##### TEXTO FORNECIDO

Após um ano sem celulares nas escolas do Rio de Janeiro, os alunos garantem que voltaram a brincar “como antigamente” e sua concentração nas aulas melhorou. Agora, é a vez do restante do Brasil.
Os estudantes brasileiros começaram o ano letivo com os celulares proibidos em salas de aula e recreios, após uma nova lei sancionada em janeiro pelo presidente Luiz Inácio Lula da Silva.
O país, que tem mais celulares que habitantes, soma-se a um número crescente de nações que recorrem a este tipo de restrição para tirar os dispositivos das mãos de crianças e adolescentes, frequentemente hiperconectados.
“Foi difícil porque a gente vicia, aí acaba que quando fica sem [o celular], gera uma certa abstinência (…) Mas depois que o costume passa, a gente interage mais”, conta Kamilly Marques, de 14 anos.
Esta aluna da escola municipal Reverendo Martin Luther King, na zona norte do Rio, diz à AFP que nem mesmo se incomoda em levar o telefone para o colégio.
E ela não é a única. Apenas alguns poucos estudantes param debaixo de um grande mural do herói da luta pelos direitos civis americano que dá nome à escola para colocar seus aparelhos em caixas de plástico antes de entrar em sala de aula.
Embora a princípio tenha pensado que a proibição era “chata” e “sem graça”, agora Kamilly se sente mais feliz porque suas notas e sua vida social melhoraram.
“Antes tinha um colega que sofria cyberbullying, e a gente nem sabia, porque a gente estava mais concentrado no nosso telefone do que nos amigos”, admite.
– Dependentes e ansiosos –
Segundo dados da Unesco do fim de 2024, 40% dos sistemas educacionais do mundo tinham algum tipo de restrição para o uso do celular frente a 30% do ano anterior.
O secretário municipal de Educação do Rio, Renan Ferreirinha (PSD), diz à AFP que os professores notaram que, após a pandemia de covid-19, os alunos voltaram às aulas mais agitados, mais impacientes, mais dependentes dos celulares e muito mais ansiosos.
Uma pesquisa feita com pais em 2024 pela empresa de estudos digitais Opinion Box e pela plataforma da indústria móvel Mobile Time mostrou que a maioria das crianças brasileiras teve o primeiro celular aos 10 anos de idade, em média.
Enquanto os menores de três anos passam quase uma hora e meia por dia com o dispositivo, o tempo aumenta para quase quatro horas na faixa dos 13 aos 16 anos.

##########
##### SEÇÃO DE DADOS

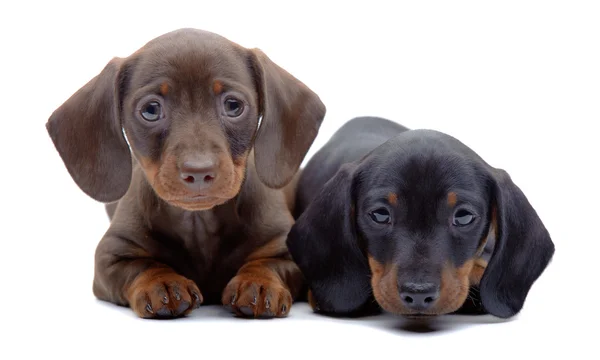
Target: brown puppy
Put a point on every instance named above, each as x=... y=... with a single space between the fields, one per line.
x=200 y=216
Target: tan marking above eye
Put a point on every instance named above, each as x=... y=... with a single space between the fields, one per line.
x=217 y=87
x=164 y=89
x=393 y=198
x=452 y=198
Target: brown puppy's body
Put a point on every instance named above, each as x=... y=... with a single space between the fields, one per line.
x=201 y=212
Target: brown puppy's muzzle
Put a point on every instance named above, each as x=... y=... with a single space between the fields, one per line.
x=195 y=178
x=443 y=295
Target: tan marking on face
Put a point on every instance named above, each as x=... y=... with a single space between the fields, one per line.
x=217 y=87
x=150 y=168
x=477 y=272
x=164 y=89
x=384 y=282
x=481 y=264
x=164 y=178
x=393 y=199
x=452 y=199
x=454 y=288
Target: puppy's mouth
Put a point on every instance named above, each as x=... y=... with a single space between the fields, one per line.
x=197 y=202
x=419 y=316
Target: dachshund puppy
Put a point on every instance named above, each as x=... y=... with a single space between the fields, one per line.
x=413 y=222
x=190 y=141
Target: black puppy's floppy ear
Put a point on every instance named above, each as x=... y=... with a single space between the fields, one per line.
x=86 y=131
x=291 y=117
x=324 y=244
x=522 y=251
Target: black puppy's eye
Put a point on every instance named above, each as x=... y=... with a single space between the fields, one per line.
x=233 y=107
x=380 y=216
x=462 y=218
x=151 y=111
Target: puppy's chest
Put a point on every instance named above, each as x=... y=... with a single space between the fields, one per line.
x=206 y=247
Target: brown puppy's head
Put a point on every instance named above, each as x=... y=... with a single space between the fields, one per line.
x=415 y=226
x=189 y=103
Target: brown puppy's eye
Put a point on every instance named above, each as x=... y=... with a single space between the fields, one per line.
x=380 y=216
x=151 y=111
x=233 y=107
x=462 y=218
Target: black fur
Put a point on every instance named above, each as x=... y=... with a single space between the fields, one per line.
x=353 y=174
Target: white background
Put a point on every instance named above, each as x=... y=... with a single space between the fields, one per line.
x=518 y=81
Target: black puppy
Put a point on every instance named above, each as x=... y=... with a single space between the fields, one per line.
x=413 y=221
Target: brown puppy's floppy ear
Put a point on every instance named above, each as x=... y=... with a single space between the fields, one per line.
x=324 y=244
x=291 y=117
x=86 y=131
x=522 y=251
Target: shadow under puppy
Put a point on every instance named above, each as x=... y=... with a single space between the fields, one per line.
x=201 y=212
x=414 y=222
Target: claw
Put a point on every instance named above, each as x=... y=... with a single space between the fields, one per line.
x=149 y=308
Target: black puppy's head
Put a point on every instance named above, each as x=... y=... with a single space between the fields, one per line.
x=410 y=225
x=189 y=103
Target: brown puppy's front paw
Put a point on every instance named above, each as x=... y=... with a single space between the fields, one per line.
x=163 y=294
x=250 y=296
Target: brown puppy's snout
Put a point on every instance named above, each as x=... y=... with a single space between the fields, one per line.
x=199 y=173
x=419 y=296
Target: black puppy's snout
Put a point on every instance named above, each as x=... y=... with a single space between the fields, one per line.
x=198 y=174
x=419 y=296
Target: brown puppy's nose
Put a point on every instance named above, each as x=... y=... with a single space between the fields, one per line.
x=198 y=174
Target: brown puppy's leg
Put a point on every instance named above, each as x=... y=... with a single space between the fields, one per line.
x=127 y=275
x=266 y=285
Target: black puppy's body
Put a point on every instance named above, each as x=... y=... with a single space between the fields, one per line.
x=350 y=143
x=415 y=222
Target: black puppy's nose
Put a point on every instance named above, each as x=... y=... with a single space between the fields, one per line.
x=198 y=174
x=419 y=296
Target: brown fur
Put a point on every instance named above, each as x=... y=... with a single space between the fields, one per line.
x=217 y=87
x=453 y=290
x=220 y=227
x=164 y=89
x=393 y=199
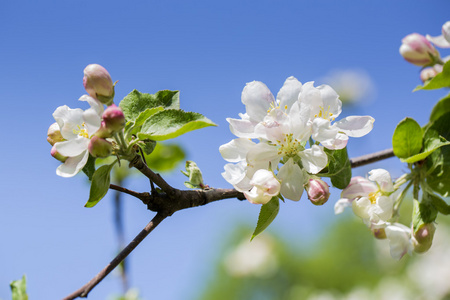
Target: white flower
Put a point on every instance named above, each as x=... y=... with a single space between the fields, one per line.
x=400 y=241
x=265 y=186
x=77 y=127
x=370 y=199
x=322 y=105
x=443 y=40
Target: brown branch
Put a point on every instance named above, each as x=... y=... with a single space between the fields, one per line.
x=371 y=158
x=84 y=291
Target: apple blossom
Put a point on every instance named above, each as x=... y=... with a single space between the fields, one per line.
x=98 y=83
x=371 y=199
x=443 y=40
x=322 y=105
x=417 y=50
x=76 y=127
x=265 y=186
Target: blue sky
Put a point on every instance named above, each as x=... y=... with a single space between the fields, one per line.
x=208 y=50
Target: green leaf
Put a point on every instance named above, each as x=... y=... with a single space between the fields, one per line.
x=165 y=157
x=438 y=163
x=136 y=103
x=442 y=107
x=407 y=138
x=267 y=214
x=19 y=289
x=170 y=123
x=99 y=185
x=440 y=204
x=339 y=168
x=441 y=80
x=89 y=167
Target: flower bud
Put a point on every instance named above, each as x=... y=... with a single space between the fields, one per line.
x=424 y=237
x=427 y=74
x=57 y=155
x=54 y=134
x=98 y=83
x=99 y=147
x=318 y=191
x=114 y=118
x=417 y=50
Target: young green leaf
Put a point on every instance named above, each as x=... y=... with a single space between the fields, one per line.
x=136 y=103
x=99 y=185
x=19 y=289
x=407 y=138
x=89 y=167
x=339 y=168
x=267 y=214
x=170 y=123
x=441 y=80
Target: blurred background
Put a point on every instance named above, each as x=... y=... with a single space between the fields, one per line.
x=208 y=50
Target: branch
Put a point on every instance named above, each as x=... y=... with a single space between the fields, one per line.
x=371 y=158
x=84 y=291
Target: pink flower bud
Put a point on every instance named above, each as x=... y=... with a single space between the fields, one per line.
x=318 y=191
x=57 y=155
x=114 y=118
x=98 y=83
x=99 y=147
x=427 y=74
x=417 y=50
x=54 y=134
x=424 y=237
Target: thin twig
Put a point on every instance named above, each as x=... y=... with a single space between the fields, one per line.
x=84 y=291
x=371 y=158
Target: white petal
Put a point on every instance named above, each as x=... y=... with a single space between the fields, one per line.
x=257 y=99
x=341 y=204
x=383 y=178
x=73 y=147
x=73 y=165
x=288 y=94
x=236 y=150
x=292 y=180
x=68 y=120
x=399 y=240
x=314 y=159
x=94 y=103
x=358 y=187
x=355 y=126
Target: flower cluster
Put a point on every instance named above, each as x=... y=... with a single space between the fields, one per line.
x=373 y=200
x=270 y=154
x=419 y=50
x=79 y=133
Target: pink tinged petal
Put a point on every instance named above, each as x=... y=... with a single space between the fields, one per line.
x=361 y=207
x=358 y=187
x=68 y=120
x=94 y=103
x=330 y=99
x=314 y=159
x=341 y=204
x=355 y=126
x=257 y=99
x=383 y=179
x=73 y=165
x=242 y=128
x=73 y=147
x=399 y=237
x=236 y=150
x=92 y=121
x=292 y=180
x=288 y=94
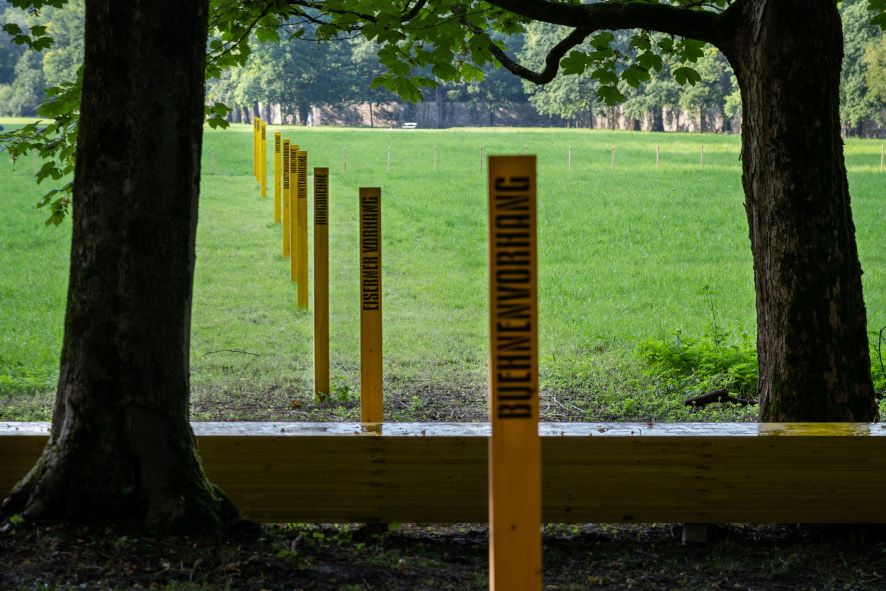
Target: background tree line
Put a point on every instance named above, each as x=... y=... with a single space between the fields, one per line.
x=283 y=81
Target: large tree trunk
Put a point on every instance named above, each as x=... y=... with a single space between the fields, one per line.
x=811 y=323
x=121 y=447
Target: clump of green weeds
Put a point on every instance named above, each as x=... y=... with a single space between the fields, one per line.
x=717 y=359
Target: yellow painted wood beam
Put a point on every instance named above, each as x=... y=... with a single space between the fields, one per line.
x=437 y=472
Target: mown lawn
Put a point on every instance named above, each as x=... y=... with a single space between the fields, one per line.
x=626 y=254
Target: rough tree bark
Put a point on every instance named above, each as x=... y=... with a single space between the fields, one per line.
x=811 y=323
x=121 y=447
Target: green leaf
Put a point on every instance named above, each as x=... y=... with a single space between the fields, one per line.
x=650 y=61
x=601 y=40
x=605 y=76
x=634 y=75
x=574 y=63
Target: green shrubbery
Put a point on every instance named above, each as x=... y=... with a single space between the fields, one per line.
x=709 y=361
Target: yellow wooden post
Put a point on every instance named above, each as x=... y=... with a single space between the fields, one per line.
x=371 y=409
x=293 y=212
x=515 y=447
x=302 y=229
x=321 y=282
x=277 y=146
x=286 y=191
x=263 y=160
x=255 y=147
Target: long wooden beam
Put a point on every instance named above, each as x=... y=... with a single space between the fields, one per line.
x=437 y=472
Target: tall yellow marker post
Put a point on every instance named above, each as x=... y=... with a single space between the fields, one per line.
x=293 y=212
x=278 y=141
x=302 y=229
x=255 y=147
x=514 y=448
x=371 y=409
x=286 y=191
x=263 y=160
x=321 y=282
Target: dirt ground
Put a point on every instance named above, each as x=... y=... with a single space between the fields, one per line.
x=419 y=557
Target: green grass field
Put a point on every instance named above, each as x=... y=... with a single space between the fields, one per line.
x=625 y=254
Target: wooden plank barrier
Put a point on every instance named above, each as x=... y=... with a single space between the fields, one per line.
x=591 y=472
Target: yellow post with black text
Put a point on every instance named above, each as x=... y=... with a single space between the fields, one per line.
x=514 y=447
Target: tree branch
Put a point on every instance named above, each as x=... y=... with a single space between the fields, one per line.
x=552 y=60
x=702 y=25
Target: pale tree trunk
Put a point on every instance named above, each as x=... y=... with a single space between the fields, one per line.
x=811 y=323
x=121 y=447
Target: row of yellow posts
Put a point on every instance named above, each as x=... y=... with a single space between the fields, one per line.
x=291 y=212
x=514 y=445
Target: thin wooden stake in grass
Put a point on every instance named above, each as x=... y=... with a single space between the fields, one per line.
x=278 y=146
x=302 y=228
x=515 y=447
x=321 y=283
x=287 y=203
x=263 y=159
x=293 y=213
x=371 y=407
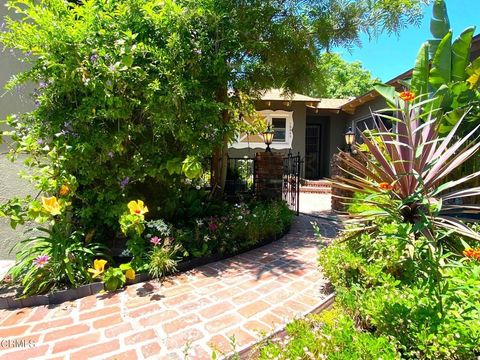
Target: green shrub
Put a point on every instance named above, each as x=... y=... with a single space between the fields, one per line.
x=163 y=260
x=330 y=335
x=397 y=296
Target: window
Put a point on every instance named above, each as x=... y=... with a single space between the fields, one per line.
x=282 y=125
x=280 y=128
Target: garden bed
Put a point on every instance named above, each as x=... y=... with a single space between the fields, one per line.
x=9 y=295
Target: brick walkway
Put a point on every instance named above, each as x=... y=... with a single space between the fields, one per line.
x=245 y=296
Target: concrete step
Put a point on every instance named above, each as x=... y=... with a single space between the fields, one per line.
x=316 y=183
x=315 y=189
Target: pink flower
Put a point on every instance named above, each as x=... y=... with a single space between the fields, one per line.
x=155 y=240
x=212 y=226
x=41 y=261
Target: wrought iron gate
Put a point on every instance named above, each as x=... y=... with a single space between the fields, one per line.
x=291 y=181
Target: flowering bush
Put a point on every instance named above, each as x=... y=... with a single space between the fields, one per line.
x=55 y=256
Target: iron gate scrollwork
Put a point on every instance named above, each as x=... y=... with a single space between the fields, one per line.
x=291 y=181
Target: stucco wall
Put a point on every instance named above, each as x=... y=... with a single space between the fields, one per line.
x=10 y=183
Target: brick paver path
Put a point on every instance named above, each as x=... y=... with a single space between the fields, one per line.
x=245 y=296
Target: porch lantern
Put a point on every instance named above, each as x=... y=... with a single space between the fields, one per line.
x=268 y=137
x=350 y=138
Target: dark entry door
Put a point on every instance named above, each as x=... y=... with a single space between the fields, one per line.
x=313 y=135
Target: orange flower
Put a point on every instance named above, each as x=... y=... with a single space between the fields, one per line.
x=385 y=186
x=51 y=205
x=407 y=96
x=64 y=190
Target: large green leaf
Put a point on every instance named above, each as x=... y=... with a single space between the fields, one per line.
x=461 y=54
x=473 y=72
x=419 y=83
x=441 y=72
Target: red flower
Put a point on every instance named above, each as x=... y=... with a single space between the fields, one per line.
x=407 y=96
x=385 y=186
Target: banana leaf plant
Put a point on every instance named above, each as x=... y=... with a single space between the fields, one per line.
x=404 y=173
x=443 y=70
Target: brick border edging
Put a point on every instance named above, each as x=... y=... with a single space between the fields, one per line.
x=58 y=297
x=251 y=351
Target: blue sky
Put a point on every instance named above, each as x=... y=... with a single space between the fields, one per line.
x=389 y=56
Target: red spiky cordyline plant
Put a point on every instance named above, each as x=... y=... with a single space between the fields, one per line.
x=404 y=174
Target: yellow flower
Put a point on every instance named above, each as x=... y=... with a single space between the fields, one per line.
x=99 y=268
x=130 y=274
x=137 y=207
x=64 y=190
x=51 y=205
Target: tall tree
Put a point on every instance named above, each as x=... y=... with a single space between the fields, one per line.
x=168 y=80
x=337 y=78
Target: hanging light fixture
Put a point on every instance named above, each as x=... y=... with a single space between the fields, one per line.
x=268 y=137
x=350 y=138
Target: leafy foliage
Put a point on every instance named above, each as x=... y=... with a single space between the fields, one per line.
x=389 y=284
x=403 y=177
x=333 y=77
x=54 y=258
x=443 y=71
x=332 y=335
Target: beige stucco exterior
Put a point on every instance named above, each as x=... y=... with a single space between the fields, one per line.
x=10 y=183
x=333 y=123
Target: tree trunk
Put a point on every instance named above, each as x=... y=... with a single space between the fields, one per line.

##########

**O QUE FAZER:** Pode escrever a continuação do texto sobre a proibição de celulares nas escolas brasileiras, a partir do ponto em que ele para? O material não tem relação com o texto.

**RESPOSTA ABAIXO:**
Como deputado federal, Ferreirinha foi relator da lei que estendeu a proibição a todo o país.
Se moderar o uso do telefone “é difícil pra um adulto, imagina pra uma criança. Não faz nenhum sentido o professor ficar tentando dar uma aula e a criança vendo um videozinho na rede social ou estar num jogo de celular”, diz.
Em visita recente a uma escola, uma criança lhe contou que voltou a brincar com os colegas “como antigamente”.
– “Muito mais alegre” –
Fernanda Heitor, de 46 anos, vice-diretora da Reverendo Martin Luther King – com alunos entre os 6 e os 16 anos – explica que antes da proibição, a situação nas aulas tinha se tornado “insustentável”.
“Teve resistência. Até hoje tem alguns que escondem o celular na hora de entrar na escola”, conta, descrevendo o recreio de antes da proibição como “ilhas” de crianças sentadas, com os olhos grudados nas telas dos celulares.
“Eles não tinham interação, não tinha tanta brincadeira, não conversavam. Agora eles brincam (…) Foi uma transformação na escola. Ela ficou muito mais alegre, muito mais viva”, afirma.
A nova legislação permite o uso dos dispositivos com fins educacionais, emergenciais e de saúde.
Fabio Campos, especialista em educação e tecnologia, considera que, embora a lei seja necessária, os alunos devem ser ensinados a usar a tecnologia de forma responsável.
“O Brasil é um país de desigualdades. Muitos alunos só têm acesso à tecnologia na escola. Então, se isso significar que a escola vai se tornar menos tecnológica, é um fracasso”, diz à AFP.
Para Ferreirinha, os pais também devem impor mais limites em casa.
Na Reverendo Martin Luther King, Pedro Henrique, de 11 anos, ainda leva seu celular para a escola e usa muito o aparelho em casa.
“Sinto um pouquinho de falta do celular” na hora do recreio, admite. No fim do dia, “eu me sinto alegre porque vou estar com o meu celular, mexendo nele”.